*** RECORDS FOR THE EXERCISE Section Begins ***

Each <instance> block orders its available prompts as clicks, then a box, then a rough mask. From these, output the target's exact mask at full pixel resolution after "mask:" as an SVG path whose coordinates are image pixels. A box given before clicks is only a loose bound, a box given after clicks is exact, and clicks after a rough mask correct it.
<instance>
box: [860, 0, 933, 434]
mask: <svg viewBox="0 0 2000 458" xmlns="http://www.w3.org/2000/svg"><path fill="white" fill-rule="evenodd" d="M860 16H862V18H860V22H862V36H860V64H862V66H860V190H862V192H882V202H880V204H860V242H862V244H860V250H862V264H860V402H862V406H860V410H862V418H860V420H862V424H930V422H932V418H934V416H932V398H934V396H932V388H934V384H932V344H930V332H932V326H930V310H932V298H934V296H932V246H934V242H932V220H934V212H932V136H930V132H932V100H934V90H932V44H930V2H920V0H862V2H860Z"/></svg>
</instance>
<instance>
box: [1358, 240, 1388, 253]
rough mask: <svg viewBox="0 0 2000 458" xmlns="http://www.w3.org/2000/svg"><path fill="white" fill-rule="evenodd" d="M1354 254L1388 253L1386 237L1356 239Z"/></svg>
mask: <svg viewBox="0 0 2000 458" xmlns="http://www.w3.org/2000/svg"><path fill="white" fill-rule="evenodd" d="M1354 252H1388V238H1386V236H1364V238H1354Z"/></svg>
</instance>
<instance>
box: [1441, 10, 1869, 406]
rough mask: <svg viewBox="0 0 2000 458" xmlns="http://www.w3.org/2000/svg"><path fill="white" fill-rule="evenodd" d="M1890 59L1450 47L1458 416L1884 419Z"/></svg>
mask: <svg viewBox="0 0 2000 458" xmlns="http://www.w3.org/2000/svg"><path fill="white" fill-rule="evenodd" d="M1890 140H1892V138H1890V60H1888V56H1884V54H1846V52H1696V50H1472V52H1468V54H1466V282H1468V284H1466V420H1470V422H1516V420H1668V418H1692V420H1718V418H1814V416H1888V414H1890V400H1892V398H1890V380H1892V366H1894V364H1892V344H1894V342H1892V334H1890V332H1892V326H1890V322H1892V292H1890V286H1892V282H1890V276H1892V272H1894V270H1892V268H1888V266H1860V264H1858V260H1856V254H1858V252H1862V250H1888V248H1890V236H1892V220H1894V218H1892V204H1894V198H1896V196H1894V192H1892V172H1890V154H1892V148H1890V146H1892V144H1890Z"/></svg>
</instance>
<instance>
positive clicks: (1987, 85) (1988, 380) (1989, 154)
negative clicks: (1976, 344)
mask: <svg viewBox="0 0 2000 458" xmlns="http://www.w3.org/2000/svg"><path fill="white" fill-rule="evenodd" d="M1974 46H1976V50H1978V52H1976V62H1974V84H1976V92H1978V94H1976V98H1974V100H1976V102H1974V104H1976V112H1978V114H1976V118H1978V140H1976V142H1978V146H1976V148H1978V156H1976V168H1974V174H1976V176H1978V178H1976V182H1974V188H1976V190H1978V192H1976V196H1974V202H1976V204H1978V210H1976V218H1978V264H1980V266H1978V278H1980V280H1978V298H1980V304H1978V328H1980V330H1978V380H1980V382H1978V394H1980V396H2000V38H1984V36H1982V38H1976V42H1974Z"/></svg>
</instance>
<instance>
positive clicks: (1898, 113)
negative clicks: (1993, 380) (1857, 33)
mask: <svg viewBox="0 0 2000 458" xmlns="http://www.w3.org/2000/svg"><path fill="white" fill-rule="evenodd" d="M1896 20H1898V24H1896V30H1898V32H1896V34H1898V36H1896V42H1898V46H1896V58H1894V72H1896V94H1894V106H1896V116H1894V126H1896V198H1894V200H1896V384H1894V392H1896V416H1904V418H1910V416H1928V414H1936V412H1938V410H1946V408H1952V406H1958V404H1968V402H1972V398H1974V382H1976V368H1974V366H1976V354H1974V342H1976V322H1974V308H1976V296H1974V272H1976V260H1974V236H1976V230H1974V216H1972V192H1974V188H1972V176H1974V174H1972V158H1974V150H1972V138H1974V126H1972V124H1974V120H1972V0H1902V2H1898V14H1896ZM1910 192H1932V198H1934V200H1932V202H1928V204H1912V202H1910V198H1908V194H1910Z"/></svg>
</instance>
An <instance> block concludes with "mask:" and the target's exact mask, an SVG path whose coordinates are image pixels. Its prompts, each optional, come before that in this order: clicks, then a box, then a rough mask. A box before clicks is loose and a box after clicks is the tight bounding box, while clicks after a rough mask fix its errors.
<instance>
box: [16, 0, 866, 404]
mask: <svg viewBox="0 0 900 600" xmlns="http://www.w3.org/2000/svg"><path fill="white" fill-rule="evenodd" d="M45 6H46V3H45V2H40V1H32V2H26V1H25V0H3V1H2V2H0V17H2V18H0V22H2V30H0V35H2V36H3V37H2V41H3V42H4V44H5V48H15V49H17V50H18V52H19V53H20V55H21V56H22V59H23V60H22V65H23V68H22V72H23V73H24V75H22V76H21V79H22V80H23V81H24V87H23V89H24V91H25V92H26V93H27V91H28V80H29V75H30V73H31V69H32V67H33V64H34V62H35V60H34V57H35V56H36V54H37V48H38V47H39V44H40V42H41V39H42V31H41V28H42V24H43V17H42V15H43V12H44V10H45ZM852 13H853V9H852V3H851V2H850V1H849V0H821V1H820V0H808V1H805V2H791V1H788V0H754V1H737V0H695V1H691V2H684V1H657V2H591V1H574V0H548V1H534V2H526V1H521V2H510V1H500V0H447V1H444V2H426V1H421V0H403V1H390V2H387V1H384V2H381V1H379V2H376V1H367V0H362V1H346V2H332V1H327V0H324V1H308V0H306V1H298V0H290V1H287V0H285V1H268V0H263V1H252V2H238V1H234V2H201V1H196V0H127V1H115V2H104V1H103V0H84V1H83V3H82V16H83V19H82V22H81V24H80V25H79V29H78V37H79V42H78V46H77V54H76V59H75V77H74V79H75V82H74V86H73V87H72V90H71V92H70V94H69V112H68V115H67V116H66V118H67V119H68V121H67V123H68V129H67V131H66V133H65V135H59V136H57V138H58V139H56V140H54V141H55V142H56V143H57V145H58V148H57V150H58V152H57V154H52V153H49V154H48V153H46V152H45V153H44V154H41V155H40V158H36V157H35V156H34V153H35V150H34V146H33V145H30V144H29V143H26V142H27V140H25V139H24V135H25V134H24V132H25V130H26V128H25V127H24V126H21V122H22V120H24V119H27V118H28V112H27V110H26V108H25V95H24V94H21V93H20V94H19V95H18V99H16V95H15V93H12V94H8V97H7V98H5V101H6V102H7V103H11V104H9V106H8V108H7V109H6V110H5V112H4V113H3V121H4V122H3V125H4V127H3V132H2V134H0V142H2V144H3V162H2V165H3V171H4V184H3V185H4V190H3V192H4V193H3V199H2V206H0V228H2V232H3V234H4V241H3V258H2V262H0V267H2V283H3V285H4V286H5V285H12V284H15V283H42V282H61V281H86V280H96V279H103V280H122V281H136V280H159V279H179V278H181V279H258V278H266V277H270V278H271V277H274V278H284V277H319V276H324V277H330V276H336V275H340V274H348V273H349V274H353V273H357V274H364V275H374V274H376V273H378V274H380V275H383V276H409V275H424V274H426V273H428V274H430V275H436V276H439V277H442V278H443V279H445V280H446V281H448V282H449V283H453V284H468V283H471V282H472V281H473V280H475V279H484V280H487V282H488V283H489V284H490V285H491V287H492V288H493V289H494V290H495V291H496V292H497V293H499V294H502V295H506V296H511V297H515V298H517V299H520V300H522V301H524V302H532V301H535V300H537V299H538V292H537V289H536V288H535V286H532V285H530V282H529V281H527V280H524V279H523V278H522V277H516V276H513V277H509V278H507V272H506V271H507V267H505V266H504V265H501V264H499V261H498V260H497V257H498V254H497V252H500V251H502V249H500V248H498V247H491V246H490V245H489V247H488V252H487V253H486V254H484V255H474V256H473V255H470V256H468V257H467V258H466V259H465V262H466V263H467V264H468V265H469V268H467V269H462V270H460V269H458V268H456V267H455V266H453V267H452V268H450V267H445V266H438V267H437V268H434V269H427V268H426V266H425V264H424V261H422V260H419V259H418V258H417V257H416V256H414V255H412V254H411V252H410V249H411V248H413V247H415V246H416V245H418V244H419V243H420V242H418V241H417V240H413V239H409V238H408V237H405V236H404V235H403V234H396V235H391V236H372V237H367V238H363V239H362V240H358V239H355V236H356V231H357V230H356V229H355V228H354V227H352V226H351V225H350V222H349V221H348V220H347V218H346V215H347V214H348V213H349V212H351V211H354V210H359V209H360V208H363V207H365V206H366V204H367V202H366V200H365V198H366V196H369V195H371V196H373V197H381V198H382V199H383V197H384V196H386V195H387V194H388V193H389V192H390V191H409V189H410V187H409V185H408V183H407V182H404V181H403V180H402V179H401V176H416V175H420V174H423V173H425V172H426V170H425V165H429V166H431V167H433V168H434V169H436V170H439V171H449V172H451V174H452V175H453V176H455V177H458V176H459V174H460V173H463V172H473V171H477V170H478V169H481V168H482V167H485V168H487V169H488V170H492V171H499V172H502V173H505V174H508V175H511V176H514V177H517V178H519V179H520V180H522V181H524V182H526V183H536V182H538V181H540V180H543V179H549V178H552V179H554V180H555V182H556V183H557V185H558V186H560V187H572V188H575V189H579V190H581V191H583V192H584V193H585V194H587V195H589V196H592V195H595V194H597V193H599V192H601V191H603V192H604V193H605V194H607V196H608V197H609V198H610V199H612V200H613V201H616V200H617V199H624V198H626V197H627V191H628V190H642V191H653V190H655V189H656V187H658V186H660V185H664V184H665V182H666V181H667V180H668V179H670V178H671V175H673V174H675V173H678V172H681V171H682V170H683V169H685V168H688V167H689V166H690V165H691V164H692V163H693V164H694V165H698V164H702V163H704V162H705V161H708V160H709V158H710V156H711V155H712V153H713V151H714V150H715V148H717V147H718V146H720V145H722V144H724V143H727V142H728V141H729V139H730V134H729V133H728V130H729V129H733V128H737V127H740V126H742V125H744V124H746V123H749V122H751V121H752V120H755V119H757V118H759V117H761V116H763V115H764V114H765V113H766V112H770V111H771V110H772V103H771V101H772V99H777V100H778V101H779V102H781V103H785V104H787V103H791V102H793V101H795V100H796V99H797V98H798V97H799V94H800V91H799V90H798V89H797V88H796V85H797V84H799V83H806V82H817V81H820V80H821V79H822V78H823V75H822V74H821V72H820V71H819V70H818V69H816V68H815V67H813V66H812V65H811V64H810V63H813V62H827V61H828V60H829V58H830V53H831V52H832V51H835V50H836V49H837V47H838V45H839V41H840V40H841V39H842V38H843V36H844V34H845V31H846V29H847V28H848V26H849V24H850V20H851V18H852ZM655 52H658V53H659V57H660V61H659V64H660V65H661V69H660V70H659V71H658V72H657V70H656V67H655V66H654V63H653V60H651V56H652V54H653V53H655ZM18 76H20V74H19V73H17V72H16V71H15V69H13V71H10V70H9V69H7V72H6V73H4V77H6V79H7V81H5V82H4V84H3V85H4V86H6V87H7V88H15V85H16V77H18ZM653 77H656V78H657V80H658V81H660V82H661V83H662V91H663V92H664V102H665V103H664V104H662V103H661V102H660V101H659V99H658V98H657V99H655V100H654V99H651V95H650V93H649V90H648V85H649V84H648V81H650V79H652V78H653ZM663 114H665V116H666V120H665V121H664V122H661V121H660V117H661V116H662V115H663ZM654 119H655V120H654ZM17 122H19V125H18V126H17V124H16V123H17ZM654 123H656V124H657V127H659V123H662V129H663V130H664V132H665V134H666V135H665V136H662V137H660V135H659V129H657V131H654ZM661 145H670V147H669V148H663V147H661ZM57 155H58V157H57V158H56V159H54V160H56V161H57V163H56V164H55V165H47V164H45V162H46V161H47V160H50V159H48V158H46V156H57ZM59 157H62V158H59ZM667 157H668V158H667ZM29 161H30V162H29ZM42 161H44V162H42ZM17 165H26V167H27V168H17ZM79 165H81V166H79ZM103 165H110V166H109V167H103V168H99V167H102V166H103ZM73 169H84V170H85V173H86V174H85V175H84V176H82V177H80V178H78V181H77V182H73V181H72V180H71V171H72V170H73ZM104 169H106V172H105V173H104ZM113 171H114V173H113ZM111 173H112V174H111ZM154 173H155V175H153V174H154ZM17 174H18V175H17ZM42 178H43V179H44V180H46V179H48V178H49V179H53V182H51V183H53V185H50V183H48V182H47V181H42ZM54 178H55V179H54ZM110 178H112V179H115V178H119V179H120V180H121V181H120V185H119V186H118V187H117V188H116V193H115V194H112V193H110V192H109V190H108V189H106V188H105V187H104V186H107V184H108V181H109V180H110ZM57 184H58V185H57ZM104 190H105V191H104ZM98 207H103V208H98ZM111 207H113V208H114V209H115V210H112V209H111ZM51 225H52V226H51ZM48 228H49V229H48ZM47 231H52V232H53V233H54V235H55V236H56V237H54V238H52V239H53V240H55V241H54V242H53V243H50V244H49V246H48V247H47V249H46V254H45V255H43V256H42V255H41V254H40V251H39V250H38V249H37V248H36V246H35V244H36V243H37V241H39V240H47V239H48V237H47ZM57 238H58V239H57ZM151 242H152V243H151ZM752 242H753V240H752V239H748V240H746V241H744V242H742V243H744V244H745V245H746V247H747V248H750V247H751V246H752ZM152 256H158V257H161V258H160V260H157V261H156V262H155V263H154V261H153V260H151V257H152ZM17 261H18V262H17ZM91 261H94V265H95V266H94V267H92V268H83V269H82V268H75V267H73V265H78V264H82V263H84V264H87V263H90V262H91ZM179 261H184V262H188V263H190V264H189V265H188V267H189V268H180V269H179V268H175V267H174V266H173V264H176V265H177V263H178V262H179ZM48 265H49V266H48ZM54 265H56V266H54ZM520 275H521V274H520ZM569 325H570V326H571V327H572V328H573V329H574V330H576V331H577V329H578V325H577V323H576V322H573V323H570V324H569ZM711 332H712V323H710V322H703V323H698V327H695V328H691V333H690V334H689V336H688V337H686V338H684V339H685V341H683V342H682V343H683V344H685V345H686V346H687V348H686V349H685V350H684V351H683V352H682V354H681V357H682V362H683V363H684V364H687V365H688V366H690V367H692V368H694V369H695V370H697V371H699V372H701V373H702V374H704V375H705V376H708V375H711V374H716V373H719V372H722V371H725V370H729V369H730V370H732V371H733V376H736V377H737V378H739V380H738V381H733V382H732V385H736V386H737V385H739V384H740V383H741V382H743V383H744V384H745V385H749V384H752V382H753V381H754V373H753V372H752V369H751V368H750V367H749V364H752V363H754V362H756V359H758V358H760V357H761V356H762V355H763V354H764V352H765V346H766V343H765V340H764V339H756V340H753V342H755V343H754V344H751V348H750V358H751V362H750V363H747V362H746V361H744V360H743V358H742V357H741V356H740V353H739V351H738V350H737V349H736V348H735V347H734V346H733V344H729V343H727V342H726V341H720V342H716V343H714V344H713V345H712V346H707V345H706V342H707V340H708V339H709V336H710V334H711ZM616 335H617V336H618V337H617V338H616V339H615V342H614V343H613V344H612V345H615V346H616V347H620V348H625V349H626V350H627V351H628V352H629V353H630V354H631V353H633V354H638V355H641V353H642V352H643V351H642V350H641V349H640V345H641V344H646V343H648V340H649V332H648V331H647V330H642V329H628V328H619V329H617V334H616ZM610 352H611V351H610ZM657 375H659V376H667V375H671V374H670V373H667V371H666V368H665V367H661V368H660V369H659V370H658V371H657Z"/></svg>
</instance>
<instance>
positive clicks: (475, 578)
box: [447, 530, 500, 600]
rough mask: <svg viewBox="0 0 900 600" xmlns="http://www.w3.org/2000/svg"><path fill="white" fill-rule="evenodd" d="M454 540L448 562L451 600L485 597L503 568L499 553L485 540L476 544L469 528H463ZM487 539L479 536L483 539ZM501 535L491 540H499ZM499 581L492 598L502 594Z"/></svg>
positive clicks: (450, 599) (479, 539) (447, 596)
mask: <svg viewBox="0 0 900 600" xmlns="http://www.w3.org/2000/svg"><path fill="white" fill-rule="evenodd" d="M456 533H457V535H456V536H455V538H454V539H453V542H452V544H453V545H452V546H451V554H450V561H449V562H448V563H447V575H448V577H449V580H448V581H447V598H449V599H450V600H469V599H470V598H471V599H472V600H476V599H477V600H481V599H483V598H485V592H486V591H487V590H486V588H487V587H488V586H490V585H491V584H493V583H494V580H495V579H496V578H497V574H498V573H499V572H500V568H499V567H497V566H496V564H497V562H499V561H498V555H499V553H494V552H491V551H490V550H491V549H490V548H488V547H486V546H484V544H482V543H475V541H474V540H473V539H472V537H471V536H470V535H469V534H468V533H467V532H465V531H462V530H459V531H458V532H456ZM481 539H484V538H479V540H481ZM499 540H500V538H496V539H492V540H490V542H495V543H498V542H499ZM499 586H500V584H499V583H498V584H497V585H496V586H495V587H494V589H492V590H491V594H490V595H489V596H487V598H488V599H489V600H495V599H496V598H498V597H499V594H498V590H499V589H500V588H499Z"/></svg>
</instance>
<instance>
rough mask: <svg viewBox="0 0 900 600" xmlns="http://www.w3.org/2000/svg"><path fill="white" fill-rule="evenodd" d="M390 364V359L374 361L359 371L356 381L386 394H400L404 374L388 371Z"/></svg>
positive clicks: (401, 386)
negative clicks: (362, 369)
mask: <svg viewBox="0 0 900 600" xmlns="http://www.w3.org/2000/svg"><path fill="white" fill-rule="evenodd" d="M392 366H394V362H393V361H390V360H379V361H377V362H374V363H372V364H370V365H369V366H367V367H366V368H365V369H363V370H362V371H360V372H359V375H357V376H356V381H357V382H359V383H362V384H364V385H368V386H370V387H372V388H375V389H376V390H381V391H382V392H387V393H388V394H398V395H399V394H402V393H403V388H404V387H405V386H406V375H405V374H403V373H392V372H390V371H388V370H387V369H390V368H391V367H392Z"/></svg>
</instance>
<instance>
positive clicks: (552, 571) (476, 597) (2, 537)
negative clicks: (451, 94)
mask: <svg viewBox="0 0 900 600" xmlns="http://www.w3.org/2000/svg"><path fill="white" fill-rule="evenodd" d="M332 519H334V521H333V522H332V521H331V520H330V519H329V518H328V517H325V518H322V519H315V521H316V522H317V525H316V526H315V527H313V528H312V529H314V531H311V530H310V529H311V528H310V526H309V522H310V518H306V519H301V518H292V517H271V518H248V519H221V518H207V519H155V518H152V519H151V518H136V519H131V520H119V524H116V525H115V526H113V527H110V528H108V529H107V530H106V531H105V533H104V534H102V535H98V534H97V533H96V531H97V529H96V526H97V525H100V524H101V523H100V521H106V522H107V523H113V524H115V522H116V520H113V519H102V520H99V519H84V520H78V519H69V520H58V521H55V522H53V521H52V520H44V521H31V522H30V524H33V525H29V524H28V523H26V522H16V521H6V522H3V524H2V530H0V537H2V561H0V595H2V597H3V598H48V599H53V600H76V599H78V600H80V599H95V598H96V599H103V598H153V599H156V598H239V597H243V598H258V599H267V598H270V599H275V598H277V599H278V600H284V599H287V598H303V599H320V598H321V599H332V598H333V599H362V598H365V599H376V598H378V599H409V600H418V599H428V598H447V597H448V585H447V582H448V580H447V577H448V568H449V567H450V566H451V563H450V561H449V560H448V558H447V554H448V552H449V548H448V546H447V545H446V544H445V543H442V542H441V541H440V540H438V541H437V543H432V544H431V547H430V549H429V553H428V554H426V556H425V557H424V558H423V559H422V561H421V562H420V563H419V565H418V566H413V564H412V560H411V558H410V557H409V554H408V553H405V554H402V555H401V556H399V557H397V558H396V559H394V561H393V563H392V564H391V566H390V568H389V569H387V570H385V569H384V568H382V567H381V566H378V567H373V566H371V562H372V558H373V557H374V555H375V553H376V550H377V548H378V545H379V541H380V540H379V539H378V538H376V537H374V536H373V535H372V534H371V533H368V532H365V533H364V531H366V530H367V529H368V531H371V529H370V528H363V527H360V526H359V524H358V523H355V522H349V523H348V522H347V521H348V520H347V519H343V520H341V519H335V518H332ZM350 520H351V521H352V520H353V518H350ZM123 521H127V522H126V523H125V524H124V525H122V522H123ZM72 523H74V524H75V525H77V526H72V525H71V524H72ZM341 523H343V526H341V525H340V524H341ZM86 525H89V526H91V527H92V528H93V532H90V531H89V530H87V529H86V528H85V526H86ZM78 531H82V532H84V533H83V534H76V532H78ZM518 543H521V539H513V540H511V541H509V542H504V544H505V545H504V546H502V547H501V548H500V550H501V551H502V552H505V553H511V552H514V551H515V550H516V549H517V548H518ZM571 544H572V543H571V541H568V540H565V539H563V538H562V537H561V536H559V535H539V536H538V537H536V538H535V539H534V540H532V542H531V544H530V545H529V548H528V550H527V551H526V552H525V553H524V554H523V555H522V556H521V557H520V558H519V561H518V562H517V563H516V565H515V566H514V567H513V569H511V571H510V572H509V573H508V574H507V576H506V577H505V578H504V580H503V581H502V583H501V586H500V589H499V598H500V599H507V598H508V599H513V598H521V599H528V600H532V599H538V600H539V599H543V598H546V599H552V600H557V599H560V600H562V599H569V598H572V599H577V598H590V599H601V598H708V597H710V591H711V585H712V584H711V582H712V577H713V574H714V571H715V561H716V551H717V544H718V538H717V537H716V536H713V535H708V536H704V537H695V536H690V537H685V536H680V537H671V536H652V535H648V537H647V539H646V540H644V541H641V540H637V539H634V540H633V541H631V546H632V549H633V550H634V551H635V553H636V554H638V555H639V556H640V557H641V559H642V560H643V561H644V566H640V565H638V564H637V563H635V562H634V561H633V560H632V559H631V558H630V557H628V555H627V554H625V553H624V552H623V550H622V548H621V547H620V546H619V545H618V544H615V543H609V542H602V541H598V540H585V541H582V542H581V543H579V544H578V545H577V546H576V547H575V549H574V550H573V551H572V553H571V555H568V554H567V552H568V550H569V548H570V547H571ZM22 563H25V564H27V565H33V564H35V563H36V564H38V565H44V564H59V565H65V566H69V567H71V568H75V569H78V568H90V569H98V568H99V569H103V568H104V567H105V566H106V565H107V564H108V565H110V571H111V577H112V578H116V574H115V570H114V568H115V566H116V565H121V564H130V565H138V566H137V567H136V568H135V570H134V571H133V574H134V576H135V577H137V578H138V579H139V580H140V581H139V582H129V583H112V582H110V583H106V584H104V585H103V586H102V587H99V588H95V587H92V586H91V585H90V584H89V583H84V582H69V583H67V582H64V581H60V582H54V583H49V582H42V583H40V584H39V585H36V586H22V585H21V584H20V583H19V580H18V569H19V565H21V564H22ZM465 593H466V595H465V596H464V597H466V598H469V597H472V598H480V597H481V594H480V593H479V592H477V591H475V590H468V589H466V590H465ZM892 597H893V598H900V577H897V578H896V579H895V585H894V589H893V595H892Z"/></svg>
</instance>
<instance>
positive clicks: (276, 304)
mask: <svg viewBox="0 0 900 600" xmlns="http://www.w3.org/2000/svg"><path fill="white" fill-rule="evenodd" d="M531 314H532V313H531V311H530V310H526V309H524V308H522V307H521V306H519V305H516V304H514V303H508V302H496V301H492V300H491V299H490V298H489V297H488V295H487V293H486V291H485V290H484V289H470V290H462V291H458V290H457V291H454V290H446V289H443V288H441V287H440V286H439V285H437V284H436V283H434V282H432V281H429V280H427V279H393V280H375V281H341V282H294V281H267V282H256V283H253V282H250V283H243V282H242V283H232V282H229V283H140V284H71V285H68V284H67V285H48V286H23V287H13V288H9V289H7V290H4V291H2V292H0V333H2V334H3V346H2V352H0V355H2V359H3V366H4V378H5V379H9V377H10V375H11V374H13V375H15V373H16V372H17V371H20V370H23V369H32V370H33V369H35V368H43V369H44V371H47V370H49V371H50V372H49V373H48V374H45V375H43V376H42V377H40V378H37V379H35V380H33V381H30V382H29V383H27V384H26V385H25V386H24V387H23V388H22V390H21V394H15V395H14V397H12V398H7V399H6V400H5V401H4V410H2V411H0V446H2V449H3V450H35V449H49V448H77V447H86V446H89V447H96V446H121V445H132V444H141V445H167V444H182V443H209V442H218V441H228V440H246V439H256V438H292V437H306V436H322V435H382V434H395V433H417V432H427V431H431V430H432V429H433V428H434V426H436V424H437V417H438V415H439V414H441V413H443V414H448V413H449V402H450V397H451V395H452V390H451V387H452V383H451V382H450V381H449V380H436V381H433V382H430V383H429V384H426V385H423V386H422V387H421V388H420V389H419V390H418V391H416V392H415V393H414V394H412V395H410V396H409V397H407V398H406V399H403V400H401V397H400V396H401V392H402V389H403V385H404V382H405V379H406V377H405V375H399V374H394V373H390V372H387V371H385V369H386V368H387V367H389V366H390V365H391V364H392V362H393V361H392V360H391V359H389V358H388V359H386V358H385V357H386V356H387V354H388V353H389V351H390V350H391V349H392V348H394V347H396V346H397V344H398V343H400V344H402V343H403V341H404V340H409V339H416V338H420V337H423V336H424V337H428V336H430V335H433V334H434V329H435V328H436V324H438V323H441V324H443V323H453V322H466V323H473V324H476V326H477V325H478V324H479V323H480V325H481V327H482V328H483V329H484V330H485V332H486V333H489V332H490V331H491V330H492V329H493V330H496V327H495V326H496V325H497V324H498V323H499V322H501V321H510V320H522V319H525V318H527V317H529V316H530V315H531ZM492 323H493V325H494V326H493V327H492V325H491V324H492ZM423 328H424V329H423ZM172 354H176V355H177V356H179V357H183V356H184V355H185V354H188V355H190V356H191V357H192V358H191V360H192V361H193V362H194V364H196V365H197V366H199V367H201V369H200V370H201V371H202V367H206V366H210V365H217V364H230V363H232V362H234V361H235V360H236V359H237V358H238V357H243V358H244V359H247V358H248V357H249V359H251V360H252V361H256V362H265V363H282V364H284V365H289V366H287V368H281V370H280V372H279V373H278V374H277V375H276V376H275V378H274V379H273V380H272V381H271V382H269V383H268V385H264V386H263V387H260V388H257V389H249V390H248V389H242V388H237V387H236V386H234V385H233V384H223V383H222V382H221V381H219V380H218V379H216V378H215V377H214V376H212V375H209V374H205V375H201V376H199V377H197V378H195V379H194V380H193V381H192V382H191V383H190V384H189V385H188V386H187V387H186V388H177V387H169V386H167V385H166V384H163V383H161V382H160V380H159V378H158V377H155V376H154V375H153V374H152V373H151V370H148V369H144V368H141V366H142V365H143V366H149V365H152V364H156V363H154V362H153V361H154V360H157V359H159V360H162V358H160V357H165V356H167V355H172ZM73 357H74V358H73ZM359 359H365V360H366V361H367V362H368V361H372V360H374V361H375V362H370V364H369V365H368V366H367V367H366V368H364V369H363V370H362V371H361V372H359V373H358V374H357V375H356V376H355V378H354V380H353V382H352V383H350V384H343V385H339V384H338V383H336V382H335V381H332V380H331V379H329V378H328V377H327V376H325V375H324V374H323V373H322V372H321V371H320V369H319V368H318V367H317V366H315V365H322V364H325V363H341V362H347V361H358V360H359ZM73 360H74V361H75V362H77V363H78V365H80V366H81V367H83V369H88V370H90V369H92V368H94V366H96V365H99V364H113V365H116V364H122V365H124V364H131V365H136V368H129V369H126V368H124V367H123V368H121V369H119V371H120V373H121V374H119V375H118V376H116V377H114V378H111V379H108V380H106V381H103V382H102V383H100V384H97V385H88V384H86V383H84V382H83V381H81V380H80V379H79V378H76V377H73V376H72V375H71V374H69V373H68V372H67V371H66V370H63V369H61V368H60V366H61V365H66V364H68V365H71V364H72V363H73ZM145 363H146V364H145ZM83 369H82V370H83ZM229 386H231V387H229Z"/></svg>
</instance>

*** RECORDS FOR THE EXERCISE Section Ends ***

WHAT TO WORK ON – Reproduce character for character the lines from the start of the segmentation mask data through the line containing "box: [860, 0, 933, 434]", including both of them.

ANSWER SPACE –
Each <instance> block orders its available prompts as clicks, then a box, then a rough mask. From these, output the target's exact mask at full pixel resolution after "mask:" as an SVG path whose coordinates are image pixels. A box given before clicks is only a loose bound, a box given after clicks is exact, and clicks after a rough mask correct it.
<instance>
box: [860, 0, 933, 434]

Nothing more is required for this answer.